■ TASK OBJECTIVE:
Locate every line in the rows below that contains the string "formation" and copy each such line.

■ MATERIAL PROVIDED:
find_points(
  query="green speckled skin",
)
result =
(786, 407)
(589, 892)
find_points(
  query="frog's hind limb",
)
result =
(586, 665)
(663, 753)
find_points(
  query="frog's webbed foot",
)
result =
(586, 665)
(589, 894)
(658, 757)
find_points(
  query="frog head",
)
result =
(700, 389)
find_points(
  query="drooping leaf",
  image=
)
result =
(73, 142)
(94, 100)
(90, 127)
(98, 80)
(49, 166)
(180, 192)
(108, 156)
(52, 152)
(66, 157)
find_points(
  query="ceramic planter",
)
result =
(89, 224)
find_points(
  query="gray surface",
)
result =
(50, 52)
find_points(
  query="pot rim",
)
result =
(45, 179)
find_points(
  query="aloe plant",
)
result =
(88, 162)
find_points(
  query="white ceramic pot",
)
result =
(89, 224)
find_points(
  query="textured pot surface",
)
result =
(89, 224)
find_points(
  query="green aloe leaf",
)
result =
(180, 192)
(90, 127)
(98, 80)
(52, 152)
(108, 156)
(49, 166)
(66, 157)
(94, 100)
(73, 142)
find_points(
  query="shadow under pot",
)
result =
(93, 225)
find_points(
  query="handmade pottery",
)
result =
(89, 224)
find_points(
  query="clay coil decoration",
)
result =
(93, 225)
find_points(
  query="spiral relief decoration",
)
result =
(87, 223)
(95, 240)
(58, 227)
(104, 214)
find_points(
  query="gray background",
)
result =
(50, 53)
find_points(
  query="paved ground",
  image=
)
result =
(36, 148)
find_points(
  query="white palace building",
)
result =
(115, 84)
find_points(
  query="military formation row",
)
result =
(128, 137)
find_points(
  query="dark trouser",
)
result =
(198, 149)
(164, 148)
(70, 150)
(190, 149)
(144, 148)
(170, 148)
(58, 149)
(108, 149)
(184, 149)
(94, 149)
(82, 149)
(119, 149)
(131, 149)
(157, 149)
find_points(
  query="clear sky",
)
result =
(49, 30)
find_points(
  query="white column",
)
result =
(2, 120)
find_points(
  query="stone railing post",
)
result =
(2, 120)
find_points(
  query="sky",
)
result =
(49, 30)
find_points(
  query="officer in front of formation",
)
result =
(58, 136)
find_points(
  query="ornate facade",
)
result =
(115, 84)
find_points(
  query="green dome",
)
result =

■ FINISHED ANSWER:
  query="military formation row",
  query="officer in front of formation",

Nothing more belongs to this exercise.